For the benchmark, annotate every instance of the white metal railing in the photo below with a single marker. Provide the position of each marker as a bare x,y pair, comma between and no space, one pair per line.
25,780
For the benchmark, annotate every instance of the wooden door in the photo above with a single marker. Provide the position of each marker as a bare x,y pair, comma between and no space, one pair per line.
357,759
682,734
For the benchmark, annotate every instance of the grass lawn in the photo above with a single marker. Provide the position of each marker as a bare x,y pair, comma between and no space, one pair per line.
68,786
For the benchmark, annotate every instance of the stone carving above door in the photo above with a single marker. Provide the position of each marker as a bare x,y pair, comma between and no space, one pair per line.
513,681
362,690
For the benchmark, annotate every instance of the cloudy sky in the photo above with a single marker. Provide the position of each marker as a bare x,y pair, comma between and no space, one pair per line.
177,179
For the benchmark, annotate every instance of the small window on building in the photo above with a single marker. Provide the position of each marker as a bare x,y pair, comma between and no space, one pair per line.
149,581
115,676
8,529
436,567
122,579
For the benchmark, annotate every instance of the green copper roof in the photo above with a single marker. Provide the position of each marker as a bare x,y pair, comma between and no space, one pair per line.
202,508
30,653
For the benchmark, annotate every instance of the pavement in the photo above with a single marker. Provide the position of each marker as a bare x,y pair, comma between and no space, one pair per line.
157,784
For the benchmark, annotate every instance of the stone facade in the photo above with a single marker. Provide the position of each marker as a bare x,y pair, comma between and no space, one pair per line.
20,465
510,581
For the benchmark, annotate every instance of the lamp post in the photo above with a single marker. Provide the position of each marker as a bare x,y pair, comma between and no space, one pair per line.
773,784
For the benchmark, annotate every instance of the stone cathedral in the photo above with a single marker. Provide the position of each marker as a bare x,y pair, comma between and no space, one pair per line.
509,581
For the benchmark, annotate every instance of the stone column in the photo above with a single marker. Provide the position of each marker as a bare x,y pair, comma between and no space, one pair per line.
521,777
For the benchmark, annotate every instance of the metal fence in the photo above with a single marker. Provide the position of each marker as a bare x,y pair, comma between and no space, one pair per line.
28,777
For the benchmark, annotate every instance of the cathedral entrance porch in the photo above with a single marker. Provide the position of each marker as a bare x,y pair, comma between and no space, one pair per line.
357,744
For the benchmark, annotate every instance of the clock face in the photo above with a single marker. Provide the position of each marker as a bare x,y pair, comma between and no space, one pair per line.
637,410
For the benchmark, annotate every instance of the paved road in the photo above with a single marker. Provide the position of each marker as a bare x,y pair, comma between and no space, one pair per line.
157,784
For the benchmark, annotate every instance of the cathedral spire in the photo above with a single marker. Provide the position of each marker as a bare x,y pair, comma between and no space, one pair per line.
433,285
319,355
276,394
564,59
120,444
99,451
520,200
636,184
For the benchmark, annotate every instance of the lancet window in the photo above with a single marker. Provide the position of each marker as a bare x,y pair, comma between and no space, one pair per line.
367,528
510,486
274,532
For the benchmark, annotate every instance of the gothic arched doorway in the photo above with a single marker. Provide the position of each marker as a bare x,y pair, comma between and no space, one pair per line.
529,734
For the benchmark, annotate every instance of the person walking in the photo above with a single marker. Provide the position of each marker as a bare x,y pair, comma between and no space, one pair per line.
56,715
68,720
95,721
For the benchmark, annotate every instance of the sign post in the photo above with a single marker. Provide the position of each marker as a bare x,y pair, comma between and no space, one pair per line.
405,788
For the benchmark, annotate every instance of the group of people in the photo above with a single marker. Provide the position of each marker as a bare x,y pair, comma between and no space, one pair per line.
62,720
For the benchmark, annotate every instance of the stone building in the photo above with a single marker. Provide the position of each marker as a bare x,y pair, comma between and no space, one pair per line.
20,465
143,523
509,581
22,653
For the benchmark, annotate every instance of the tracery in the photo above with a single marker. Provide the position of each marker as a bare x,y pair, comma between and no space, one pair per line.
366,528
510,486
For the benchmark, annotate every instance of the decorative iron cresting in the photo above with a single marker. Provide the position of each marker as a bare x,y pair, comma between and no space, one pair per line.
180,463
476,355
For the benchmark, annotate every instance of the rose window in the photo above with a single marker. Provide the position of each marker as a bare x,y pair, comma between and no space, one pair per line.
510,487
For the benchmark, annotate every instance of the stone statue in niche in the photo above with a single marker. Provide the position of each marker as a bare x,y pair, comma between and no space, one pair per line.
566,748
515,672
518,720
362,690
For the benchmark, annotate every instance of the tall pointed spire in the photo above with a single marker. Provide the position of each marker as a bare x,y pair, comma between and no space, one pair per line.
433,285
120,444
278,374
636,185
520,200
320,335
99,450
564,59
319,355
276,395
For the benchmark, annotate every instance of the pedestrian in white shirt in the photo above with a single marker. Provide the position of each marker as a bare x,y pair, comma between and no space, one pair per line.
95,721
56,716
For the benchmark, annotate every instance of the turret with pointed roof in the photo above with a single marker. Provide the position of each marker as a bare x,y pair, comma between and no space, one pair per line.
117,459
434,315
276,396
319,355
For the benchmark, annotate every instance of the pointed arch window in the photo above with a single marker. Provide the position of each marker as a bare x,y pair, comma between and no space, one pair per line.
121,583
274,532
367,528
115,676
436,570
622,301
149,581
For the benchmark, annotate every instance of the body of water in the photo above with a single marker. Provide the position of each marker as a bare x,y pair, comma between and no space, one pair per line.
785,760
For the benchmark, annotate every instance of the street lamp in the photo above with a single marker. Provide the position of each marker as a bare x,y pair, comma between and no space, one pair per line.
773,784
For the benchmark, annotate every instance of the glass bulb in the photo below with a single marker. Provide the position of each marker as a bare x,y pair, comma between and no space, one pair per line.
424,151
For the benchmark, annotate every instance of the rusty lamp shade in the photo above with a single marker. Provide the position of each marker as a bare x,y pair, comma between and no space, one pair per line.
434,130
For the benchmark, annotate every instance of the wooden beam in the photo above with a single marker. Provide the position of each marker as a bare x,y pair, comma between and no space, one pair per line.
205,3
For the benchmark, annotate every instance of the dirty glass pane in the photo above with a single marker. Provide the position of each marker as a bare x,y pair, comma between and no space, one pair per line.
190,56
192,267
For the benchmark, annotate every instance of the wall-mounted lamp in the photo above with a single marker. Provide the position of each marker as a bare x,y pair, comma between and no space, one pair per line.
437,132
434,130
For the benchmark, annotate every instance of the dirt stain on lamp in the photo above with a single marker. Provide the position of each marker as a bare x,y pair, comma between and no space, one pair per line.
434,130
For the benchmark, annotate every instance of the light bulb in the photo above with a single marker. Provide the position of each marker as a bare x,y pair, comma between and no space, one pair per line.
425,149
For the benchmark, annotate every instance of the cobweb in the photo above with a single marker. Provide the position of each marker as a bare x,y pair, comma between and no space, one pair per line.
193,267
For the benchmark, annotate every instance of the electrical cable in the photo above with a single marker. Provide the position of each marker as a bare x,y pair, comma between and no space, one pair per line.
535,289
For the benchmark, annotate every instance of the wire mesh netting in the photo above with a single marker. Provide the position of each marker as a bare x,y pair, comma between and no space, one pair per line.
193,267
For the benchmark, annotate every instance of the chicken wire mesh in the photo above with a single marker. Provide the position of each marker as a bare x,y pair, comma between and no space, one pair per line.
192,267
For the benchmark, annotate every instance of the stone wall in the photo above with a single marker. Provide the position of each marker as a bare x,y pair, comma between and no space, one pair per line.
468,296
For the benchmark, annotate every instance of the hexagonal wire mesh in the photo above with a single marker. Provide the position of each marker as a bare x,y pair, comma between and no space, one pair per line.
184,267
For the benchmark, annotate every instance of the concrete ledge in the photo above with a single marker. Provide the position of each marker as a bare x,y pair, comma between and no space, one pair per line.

● **REQUIRED WORK**: Repeat the data in its entirety, character for character.

● **COMPLETED TASK**:
For the benchmark, annotate every instance of the white metal railing in the photo below with a single marker. Provide the position of each marker as a bare x,y pair, comma between and no space, one pair per line.
25,780
For the benchmark, annotate every instance of the wooden door in the photo above with a single marker. Provide the position of each marker as a bare x,y pair, comma between and no space, one pair per line.
357,759
682,734
For the benchmark, annotate every instance of the grass lawn in the photo above with a single marker. Provide the position of each marker as a bare x,y pair, comma between and no space, one pair per line.
68,786
For the benchmark, annotate every instance of the stone carving above door in the photo above with a single marker. Provide the position of each marker as a bare x,y pair, comma between and no space, one pair per line.
513,681
362,690
For the benchmark, annotate every instance of the cloudy sky in the photo above with a single marker. Provide the position of each marker as a bare x,y pair, comma between and no space, one pair per line.
177,179
For the benchmark, annotate every instance of the small window on building in the photo above with a single marker. Provide the position of each marker as a bare x,y pair, comma between and no space, one pair per line.
149,581
115,676
8,529
436,567
122,579
For the benchmark, annotate every instance of the green copper roof in the photo above with a single marker. Provide the position of each marker as a bare x,y pair, comma between and no space, one pair per line.
202,508
30,653
For the benchmark, annotate every instance of the pavement in the photo above with a single marker. Provide the position of each marker as a bare x,y pair, comma between and no space, one pair per line.
157,784
For the benchmark, annotate every instance of the stone facade in the photo above with a single marker. Provide the position of each marker as a bare x,y pair, comma between and no space, one pair per line.
20,465
510,581
For the benchmark, annotate every instance of the lamp post in the photo above with a single marker. Provide the position of each marker as a bare x,y pair, comma between and no space, one pair per line.
773,784
For the benchmark, annotate every instance of the stone cathedral in the photo above with a single marker. Provide the position of each marker as a bare x,y pair, comma between and no space, one pair per line.
509,581
For the benchmark, annotate every instance of the stone column in the photo above with a single marker. Provide the position of each marker as a bare x,y pair, comma between and no space, one pair per line.
521,777
For the benchmark, annotate every instance of the metal fence in the photo above with a single marker. Provide the position of each marker as a bare x,y pair, comma between and no space, one pair per line.
28,777
For the benchmark, annotate every instance of the cathedral entrance porch in the photo above with a single marker. Provide the position of each marker as a bare x,y pair, comma between and no space, one pair per line.
357,744
For the benchmark, annotate every instance of the clock face in the photo above with a single marker. Provide the position of each marker as a bare x,y pair, comma between and no space, one pair per line.
637,410
For the benchmark, annotate every instance of the paved road in the photo above with a single marker. Provide the position of each marker as a bare x,y pair, comma between and no space, one pair per line.
157,784
For the benchmark, annotate every instance of the cathedral spire in the photo above with a single marker. Provide the position of each marker as a bare x,y pair, comma between and no space, one pair per line.
433,285
319,355
276,394
564,59
120,444
99,451
520,200
636,184
For the benchmark, annotate every instance of the lancet window in the photo above with a single marker. Provide the position of each marker as a bare x,y pair, comma between and no space, one pair per line.
367,528
510,486
274,532
For the benchmark, annotate every instance of the gothic arched doorway in the photo above with a single marker. Provide the position of each marker as a bare x,y pair, comma between and no space, one pair per line.
529,734
For the benchmark, annotate every instance of the person walking in the photo above with a single marker. Provide the position of each marker as a bare x,y pair, comma between and no space, one pair per line.
56,715
68,720
95,721
For the benchmark, annotate every instance of the sign post in the photo above with a single marker. Provide the position of each marker as a bare x,y pair, comma between and no space, one pair per line.
405,788
For the benchmark, annotate every instance of the group of people in the photo above with a single marker. Provide the position of each marker as a bare x,y pair, comma between and no space, one pair per line.
62,720
For the benchmark, annotate every instance of the stone building in the photo above with a single marker. Provide the position of each marker as a bare x,y pair, comma between and no space, one pair per line.
20,465
143,523
509,581
22,653
For the benchmark, annotate every instance of the tracery in the photo above with a single marker. Provide the position of each marker as a bare x,y pair, comma between and no space, one pair per line.
366,528
510,486
For the benchmark, annotate every instance of the decorative iron cresting in the photo above with a single marker. Provide the position of each marker as a bare x,y pair, comma between and no space, one pair per line.
180,463
476,355
For the benchmark, annotate every instance of the rose window in the photo above with a single marker. Provide the position of each marker as a bare x,y pair, comma between and no space, one pair per line.
510,487
For the benchmark, annotate every instance of the stone statue in niche in the photo above with a single marker. Provide the position of each marker as a bare x,y pair, comma between and no space, one pair per line.
566,748
515,672
518,720
362,690
For the benchmark, annotate every instance of the tall pointed spire in the photo above with a single marker. Provide the position of each marker as a bare x,y pair, comma between and no space, one pair per line.
433,285
120,444
278,374
636,185
520,200
320,335
99,450
564,59
319,355
276,395
For the benchmark, annotate every instance of the pedestrian in white shirt in the photo above with a single marker. Provide the position of each marker as a bare x,y pair, comma between and no space, one pair per line.
95,721
56,716
For the benchmark, annotate every instance of the turret with pointed roof in the photo above with a single marker. Provide the position of each marker as a bare x,y pair, comma between and no space, one pair per line.
117,459
434,315
276,396
319,355
For the benchmark, annotate every instance of the pointed arch window in the photo above with a single marker. Provide the position of each marker as a bare x,y pair, comma between and no space, one pair per line.
121,583
274,532
367,528
115,676
436,570
622,301
149,581
For the benchmark, annotate every instance of the body of water in the photo above with a single marker. Provide the position of each marker as a bare x,y pair, comma between and no space, one pair per line.
785,760
For the benchmark, annotate every instance of the street lamp in the photo above with a single marker. Provide the position of each marker as a bare x,y pair, comma between and no space, one pair per line.
773,784
For the benchmark, annotate every instance of the glass bulb in the photo below with a single marker. Provide the position of each marker as a bare x,y pair, comma between and no space, one pair per line.
424,151
For the benchmark, annotate every instance of the rusty lamp shade in the photo above with a single marker. Provide the position of each marker as a bare x,y pair, comma between and no space, one pair per line.
434,130
For the benchmark, annotate every instance of the wooden beam in the photo above with a single marker. Provide the position of each marker as a bare x,y pair, comma between and no space, one pair per line.
205,3
For the benchmark, annotate every instance of the dirty glass pane in the photo above with a single marker. Provide the position of each marker as a bare x,y pair, comma between and no space, one pair per line.
190,56
192,267
For the benchmark, annotate every instance of the wall-mounted lamp in the photo above with a single marker. Provide the position of each marker as a bare x,y pair, comma between and no space, one pair per line.
437,132
434,130
For the benchmark, annotate every instance of the dirt stain on lamp in the photo above with a single marker. Provide the position of each marker as a bare x,y pair, comma between and no space, one pair per line.
434,130
For the benchmark, annotate every instance of the light bulb in the photo above with a single marker. Provide the position of each marker as a bare x,y pair, comma between and no space, one pair per line.
425,149
For the benchmark, annotate every instance of the cobweb in the photo above with a single marker. Provide the position of each marker as a bare x,y pair, comma between and no space, one pair per line.
193,267
For the benchmark, annotate every instance of the electrical cable in the photo above with a single marker. Provide the position of each marker as a bare x,y pair, comma between and no space, one pair per line.
535,289
For the benchmark, annotate every instance of the wire mesh netting in the photo above with a single marker. Provide the position of each marker as a bare x,y pair, comma between and no space, one pair per line.
193,267
For the benchmark, annotate every instance of the chicken wire mesh in the photo above with a single marker. Provide the position of each marker as a bare x,y pair, comma between and no space, one pair per line.
192,267
For the benchmark, annotate every instance of the stone wall in the photo above with a single marker. Provide the position of each marker as a bare x,y pair, comma between and no space, one pair per line.
468,296
For the benchmark, annotate every instance of the hexagonal wire mesh in the photo above with a single marker. Provide the position of each marker as a bare x,y pair, comma between and no space, one pair per line.
184,267
For the benchmark, annotate every instance of the concrete ledge in the photo above with a single marker. Provide the position of each marker as a bare x,y pair, comma between and no space, one pair per line.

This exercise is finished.